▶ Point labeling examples
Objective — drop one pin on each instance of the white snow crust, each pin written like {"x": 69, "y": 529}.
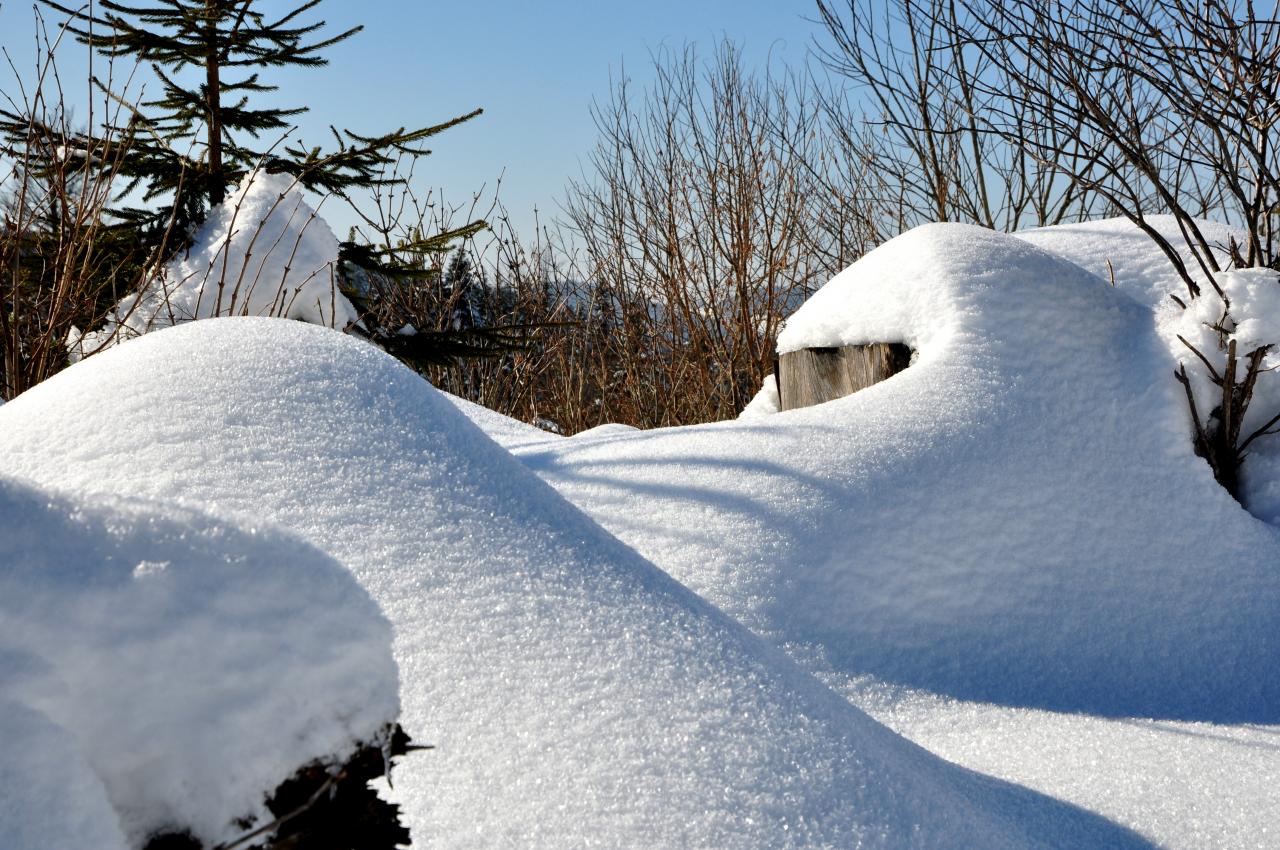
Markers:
{"x": 263, "y": 252}
{"x": 176, "y": 665}
{"x": 49, "y": 795}
{"x": 1008, "y": 552}
{"x": 577, "y": 695}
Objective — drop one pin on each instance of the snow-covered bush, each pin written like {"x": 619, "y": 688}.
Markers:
{"x": 263, "y": 252}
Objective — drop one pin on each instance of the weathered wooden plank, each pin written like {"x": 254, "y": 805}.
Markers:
{"x": 816, "y": 375}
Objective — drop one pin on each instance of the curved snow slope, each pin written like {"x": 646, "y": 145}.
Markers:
{"x": 1015, "y": 519}
{"x": 577, "y": 695}
{"x": 197, "y": 665}
{"x": 49, "y": 794}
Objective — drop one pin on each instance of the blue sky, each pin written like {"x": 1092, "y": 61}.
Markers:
{"x": 534, "y": 68}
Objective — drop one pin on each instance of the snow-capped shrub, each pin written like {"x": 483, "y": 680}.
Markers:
{"x": 263, "y": 252}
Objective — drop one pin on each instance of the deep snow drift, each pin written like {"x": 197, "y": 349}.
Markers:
{"x": 177, "y": 666}
{"x": 577, "y": 695}
{"x": 263, "y": 252}
{"x": 1016, "y": 519}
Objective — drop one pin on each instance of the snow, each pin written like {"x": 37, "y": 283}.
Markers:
{"x": 263, "y": 252}
{"x": 176, "y": 665}
{"x": 576, "y": 694}
{"x": 1116, "y": 248}
{"x": 1011, "y": 538}
{"x": 49, "y": 795}
{"x": 764, "y": 402}
{"x": 702, "y": 636}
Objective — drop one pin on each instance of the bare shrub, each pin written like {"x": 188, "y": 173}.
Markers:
{"x": 62, "y": 263}
{"x": 704, "y": 216}
{"x": 1174, "y": 104}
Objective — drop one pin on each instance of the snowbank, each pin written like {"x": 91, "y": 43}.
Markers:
{"x": 190, "y": 663}
{"x": 263, "y": 252}
{"x": 1118, "y": 250}
{"x": 1016, "y": 519}
{"x": 577, "y": 695}
{"x": 49, "y": 795}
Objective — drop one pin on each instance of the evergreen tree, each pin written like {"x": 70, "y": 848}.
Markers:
{"x": 205, "y": 131}
{"x": 208, "y": 129}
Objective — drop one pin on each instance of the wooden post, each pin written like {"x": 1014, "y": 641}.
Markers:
{"x": 816, "y": 375}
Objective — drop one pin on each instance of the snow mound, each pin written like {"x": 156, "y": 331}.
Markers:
{"x": 1118, "y": 250}
{"x": 263, "y": 252}
{"x": 577, "y": 695}
{"x": 192, "y": 663}
{"x": 49, "y": 795}
{"x": 1015, "y": 519}
{"x": 1128, "y": 259}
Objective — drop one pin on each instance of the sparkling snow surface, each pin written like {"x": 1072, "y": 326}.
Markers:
{"x": 1008, "y": 552}
{"x": 177, "y": 665}
{"x": 577, "y": 695}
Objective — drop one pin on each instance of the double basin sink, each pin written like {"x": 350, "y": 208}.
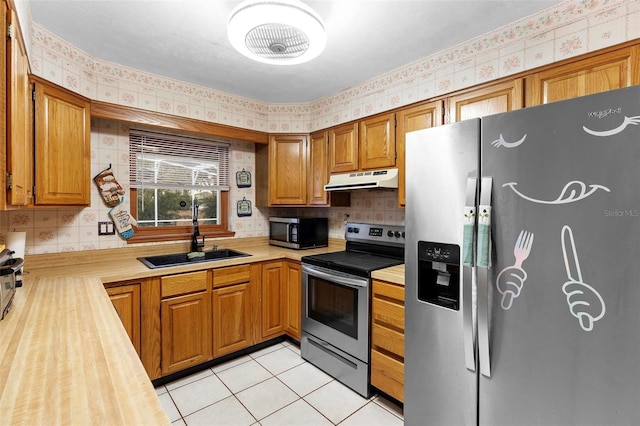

▶ WHAT IS NEEDED
Please copy out every line of the data above that contains the string "shrub".

▶ RESPONSE
Objective — drop one pin on each instance of the snow-capped shrub, each pin written like {"x": 483, "y": 680}.
Objective — drop one pin on each instance of the bare shrub, each pin written like {"x": 188, "y": 173}.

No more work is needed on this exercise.